§ 課題:
(a) ルソーの執行権を扱った本文から、「いつも記事を読んでくださって」から「開している箇所を見てみます。」までの部分を一字も変えずに返してください。
(b) レコードのうち「Target: green foliage」を含む行から「272 48 L 246」を含む行まで(両端の行を含む)を、依頼の文も含めてもう一度書き出してください。その際、回答に含まれる座標はすべての数値に-83を加えてずらしてください。

以前書いた記事の中で、とあるコメントをいただきました。そのコメントは、「ルソーにおいて「執行権」という概念はあるのか?」という内容。

 こうして私の書いた記事にコメントを頂けるだなんて・・・と嬉しく思っています。と同時に、いただいたコメントが上記のような「質問」でしたので、今回はその質問に対して、私の知りうる限りでお答えする、という回にしたいと思います。

 いつも記事を読んでくださっている方々に、改めて御礼を言わなければならない、と思います。皆さま、いつも読んでいただき、ありがとうございます。

 また、こうした形でコミュニケーションが取れることにも、とてもありがたく思っています。どうか、たくさんのコメントをお待ちしています。

 それでは、本題に入りましょう。


立法権と「執行権」

 まず、ルソーが、立法権と執行権を、鮮やかに対照させながら論を展開している箇所を見てみます。

立法権・・・人民に属し、人民以外の何ものにも属しえない。
執行権・・・立法者あるいは主権者としての一般者には属しえない。
『社会契約論』第三篇第一章(p.164)を要約

そして、この対比をより正確に理解するために、次のことも確認しておきましょう。

主権 = 一般意志の行使
『社会契約論』第二篇第一章(p.131)を要約

つまり、主権とは「一般意志を行使すること」を意味するのです。また、その一般意志が「正しい」ものである証拠は、

「我々」と言ったときに、「自分」のことを考えない者はいないから
『社会契約論』第二篇第四章(p.137)を要約

だと言います。要するに、「我々」の意志である一般意志は、当然「私自身」を含んだ「全員」の自己保存を満たすように作用するのです。だから、一般意志が、だれか個人の自己保存に不利益になるような働きをするはずがなく、それゆえに一般意志は「正しい」のです。しかし、

一般意志は、それが本当に一般意志であるためには、その本質においてと同様、その対象においても一般的でなければならない。一般意志はすべての人から発し、すべての人に適用されなければならない。一般意志が、なんらかの個別的な限定された対象に向かうときは、われわれに無縁のものについて判断しており、われわれが導く真の公平の原理を持っていないわけだから、その場合には一般意志は本来の公正さを失う。

§ 空間アノテーションのレコード:
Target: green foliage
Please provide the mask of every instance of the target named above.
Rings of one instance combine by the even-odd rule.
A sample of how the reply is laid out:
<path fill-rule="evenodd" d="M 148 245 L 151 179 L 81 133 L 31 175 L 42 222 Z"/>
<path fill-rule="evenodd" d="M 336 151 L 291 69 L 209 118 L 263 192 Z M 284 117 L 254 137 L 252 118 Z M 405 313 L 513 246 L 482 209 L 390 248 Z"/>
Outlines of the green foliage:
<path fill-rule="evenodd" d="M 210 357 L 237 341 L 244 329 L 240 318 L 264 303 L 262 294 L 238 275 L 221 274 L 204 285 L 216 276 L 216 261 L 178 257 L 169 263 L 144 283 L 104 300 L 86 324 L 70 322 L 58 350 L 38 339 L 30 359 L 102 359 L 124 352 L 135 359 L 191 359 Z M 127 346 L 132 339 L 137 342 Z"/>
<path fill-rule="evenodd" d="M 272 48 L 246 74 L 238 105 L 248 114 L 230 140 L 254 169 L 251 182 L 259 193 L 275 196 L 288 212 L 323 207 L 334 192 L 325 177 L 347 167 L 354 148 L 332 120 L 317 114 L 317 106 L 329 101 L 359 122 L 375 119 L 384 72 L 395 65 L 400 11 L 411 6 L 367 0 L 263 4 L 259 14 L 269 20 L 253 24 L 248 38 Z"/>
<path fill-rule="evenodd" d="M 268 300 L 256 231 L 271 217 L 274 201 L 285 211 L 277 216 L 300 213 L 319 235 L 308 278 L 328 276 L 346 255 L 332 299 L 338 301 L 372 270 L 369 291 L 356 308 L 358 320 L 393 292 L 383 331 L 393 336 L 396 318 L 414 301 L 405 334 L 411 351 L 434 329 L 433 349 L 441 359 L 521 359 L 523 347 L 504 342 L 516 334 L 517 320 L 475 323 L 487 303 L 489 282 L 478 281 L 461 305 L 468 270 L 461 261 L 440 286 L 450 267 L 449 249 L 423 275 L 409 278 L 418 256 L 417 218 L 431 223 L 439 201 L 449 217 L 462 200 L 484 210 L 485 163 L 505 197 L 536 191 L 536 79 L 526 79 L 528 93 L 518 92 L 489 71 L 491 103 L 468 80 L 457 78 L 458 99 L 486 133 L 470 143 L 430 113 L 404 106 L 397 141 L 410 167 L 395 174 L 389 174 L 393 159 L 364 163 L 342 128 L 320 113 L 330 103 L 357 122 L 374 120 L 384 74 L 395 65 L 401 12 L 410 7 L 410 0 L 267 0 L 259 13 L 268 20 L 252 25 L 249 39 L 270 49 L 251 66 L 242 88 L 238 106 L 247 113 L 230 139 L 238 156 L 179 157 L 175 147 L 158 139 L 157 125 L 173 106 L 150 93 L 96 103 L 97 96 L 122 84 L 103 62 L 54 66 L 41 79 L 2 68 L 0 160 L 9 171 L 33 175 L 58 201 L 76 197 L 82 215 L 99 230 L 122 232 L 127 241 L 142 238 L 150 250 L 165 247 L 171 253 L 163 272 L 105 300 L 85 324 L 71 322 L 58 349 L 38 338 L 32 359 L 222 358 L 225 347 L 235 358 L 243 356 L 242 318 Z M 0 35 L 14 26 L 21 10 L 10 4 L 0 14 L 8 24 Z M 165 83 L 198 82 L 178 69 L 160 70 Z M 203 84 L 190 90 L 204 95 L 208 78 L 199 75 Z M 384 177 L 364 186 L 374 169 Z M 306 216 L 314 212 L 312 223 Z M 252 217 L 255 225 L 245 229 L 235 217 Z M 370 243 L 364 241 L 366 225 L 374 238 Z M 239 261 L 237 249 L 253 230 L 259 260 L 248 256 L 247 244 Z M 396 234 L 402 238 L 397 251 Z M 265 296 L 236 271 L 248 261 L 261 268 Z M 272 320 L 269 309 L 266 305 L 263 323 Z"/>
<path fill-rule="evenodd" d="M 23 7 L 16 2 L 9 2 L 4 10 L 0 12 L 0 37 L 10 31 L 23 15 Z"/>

==

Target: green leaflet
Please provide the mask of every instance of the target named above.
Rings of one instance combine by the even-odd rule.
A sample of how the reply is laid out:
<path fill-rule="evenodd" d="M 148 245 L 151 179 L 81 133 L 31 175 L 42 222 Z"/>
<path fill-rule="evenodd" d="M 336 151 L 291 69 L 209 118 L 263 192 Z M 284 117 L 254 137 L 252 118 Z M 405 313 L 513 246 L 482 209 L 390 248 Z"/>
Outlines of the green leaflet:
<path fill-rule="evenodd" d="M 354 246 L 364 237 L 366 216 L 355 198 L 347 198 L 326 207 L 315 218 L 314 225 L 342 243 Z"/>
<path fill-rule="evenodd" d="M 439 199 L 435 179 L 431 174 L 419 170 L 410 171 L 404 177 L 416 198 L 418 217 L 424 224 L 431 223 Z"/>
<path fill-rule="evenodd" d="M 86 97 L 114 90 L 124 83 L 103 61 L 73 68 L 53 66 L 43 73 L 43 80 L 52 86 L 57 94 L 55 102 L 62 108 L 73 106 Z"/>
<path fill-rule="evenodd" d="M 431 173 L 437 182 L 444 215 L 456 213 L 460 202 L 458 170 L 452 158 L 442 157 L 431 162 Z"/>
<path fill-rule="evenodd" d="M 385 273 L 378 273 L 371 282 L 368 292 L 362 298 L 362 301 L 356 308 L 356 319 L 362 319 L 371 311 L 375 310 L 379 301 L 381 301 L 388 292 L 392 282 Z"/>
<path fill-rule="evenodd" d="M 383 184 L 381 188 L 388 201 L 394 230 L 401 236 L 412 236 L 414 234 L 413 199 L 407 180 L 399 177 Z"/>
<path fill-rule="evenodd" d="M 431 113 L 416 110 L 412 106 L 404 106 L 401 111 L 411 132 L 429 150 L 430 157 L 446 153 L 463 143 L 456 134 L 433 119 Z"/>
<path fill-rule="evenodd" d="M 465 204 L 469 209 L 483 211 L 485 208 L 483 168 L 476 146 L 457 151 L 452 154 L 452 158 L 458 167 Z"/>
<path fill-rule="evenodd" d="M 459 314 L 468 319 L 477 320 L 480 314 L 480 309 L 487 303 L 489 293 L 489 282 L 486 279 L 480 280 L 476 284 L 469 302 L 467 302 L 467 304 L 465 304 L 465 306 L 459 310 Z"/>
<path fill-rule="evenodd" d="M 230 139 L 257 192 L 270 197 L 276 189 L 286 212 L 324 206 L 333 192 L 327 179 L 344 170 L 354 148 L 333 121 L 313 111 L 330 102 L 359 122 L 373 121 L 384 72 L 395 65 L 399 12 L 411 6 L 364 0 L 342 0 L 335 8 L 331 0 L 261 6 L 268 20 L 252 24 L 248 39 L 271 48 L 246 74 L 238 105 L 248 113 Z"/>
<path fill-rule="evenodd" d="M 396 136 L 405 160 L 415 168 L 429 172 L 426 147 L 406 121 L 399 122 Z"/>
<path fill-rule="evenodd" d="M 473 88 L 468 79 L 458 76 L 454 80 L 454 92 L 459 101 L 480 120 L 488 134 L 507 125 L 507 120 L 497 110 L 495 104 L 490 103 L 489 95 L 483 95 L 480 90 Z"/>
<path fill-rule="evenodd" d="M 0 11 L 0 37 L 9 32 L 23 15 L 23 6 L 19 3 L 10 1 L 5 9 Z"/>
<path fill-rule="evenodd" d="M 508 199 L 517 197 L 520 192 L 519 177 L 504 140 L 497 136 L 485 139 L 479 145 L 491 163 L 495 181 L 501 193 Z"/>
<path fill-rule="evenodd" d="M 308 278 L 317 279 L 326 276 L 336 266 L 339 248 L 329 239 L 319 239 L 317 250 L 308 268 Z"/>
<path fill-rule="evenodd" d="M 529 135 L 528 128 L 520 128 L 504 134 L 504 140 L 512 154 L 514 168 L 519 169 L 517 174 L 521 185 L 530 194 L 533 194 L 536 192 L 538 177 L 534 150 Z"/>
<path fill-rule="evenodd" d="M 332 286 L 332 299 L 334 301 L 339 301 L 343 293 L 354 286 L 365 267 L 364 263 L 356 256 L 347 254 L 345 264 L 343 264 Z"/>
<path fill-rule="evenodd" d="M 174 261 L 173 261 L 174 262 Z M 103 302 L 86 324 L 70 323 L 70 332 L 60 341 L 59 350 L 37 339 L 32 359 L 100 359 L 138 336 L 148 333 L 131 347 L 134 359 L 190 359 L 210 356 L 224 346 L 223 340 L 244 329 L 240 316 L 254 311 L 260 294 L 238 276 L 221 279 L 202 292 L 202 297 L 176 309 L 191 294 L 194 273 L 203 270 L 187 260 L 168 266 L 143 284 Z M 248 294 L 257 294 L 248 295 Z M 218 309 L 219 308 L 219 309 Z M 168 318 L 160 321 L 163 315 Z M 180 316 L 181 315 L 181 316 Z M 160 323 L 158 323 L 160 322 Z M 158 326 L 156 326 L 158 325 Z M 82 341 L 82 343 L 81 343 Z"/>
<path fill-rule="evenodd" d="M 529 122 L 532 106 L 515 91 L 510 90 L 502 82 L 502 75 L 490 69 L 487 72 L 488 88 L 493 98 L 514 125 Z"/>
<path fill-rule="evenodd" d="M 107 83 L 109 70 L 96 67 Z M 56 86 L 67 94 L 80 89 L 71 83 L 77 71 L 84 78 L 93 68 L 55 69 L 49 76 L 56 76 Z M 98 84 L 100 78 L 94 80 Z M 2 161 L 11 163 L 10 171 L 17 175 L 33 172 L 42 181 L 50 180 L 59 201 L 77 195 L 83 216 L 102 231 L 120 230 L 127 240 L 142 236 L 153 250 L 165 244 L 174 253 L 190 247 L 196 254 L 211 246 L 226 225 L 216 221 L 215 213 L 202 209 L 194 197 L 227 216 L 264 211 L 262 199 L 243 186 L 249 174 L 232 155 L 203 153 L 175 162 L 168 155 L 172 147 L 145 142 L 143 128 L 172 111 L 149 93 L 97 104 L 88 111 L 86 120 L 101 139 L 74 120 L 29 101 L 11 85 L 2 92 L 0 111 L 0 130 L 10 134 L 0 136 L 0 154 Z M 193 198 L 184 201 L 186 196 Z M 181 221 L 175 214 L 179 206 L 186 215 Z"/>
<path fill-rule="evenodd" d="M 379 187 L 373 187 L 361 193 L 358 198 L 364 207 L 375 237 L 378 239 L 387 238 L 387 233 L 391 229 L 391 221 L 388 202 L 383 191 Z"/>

---

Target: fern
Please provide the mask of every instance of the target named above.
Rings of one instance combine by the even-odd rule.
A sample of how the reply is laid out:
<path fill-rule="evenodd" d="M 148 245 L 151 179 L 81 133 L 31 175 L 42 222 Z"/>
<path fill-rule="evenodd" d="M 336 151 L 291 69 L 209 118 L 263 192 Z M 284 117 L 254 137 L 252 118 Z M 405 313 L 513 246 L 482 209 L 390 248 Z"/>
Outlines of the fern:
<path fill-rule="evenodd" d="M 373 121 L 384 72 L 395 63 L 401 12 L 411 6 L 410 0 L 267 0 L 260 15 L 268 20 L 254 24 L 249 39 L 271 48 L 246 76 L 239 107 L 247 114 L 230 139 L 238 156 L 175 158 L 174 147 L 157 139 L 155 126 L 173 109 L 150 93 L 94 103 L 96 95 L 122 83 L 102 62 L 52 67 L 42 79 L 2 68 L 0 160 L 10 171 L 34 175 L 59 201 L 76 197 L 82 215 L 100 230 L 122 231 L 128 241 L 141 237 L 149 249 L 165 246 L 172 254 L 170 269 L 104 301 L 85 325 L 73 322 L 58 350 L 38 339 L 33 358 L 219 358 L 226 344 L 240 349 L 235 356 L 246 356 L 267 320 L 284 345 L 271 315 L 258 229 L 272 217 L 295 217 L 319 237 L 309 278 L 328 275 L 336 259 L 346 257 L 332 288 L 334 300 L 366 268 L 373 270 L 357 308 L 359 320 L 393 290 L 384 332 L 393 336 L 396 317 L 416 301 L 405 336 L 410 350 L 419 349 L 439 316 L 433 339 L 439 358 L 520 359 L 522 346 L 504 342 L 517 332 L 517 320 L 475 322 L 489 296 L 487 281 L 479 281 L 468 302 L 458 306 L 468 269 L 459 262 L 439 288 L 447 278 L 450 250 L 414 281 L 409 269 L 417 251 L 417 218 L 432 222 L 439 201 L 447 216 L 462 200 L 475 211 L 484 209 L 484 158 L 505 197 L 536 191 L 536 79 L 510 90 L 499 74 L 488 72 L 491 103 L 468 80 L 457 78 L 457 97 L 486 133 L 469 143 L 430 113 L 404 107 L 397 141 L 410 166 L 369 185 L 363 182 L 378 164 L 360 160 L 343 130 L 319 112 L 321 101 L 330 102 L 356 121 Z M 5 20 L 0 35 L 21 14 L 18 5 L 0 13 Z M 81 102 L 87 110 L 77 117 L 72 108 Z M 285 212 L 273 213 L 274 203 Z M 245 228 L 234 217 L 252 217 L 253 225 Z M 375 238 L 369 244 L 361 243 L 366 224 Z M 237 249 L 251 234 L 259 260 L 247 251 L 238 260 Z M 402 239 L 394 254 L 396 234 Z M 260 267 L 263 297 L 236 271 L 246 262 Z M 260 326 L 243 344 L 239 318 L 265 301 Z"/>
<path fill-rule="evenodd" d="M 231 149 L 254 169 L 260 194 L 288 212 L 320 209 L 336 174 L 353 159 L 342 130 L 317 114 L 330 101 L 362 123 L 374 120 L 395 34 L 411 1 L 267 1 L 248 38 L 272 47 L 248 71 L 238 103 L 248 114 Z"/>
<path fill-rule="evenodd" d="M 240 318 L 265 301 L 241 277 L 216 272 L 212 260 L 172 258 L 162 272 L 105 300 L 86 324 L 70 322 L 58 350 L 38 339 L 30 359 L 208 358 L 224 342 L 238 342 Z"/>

§ 回答:
(a)
いつも記事を読んでくださっている方々に、改めて御礼を言わなければならない、と思います。皆さま、いつも読んでいただき、ありがとうございます。

 また、こうした形でコミュニケーションが取れることにも、とてもありがたく思っています。どうか、たくさんのコメントをお待ちしています。

 それでは、本題に入りましょう。


立法権と「執行権」

 まず、ルソーが、立法権と執行権を、鮮やかに対照させながら論を展開している箇所を見てみます。

(b)
Target: green foliage
Please provide the mask of every instance of the target named above.
Rings of one instance combine by the even-odd rule.
A sample of how the reply is laid out:
<path fill-rule="evenodd" d="M 148 245 L 151 179 L 81 133 L 31 175 L 42 222 Z"/>
<path fill-rule="evenodd" d="M 336 151 L 291 69 L 209 118 L 263 192 Z M 284 117 L 254 137 L 252 118 Z M 405 313 L 513 246 L 482 209 L 390 248 Z"/>
Outlines of the green foliage:
<path fill-rule="evenodd" d="M 127 274 L 154 258 L 161 246 L 157 235 L 181 220 L 179 211 L 155 192 L 138 191 L 121 202 L 133 193 L 133 178 L 95 174 L 86 180 L 61 200 L 21 217 L 3 241 L -13 239 L -25 267 L -45 256 L -53 276 L 19 276 L 41 269 L 52 276 L 108 276 Z M 44 263 L 49 256 L 54 259 Z"/>
<path fill-rule="evenodd" d="M 189 -35 L 163 -9 L 155 22 L 165 31 L 147 57 L 171 86 L 168 99 L 176 110 L 192 113 L 205 129 L 240 124 L 251 109 L 242 94 L 264 84 L 271 65 L 249 37 L 234 31 L 234 23 L 246 18 L 276 39 L 292 36 L 301 -11 L 312 -18 L 317 -72 L 328 -77 L 284 -83 L 180 -79 L 176 -69 L 186 -63 L 170 -59 L 165 -45 Z"/>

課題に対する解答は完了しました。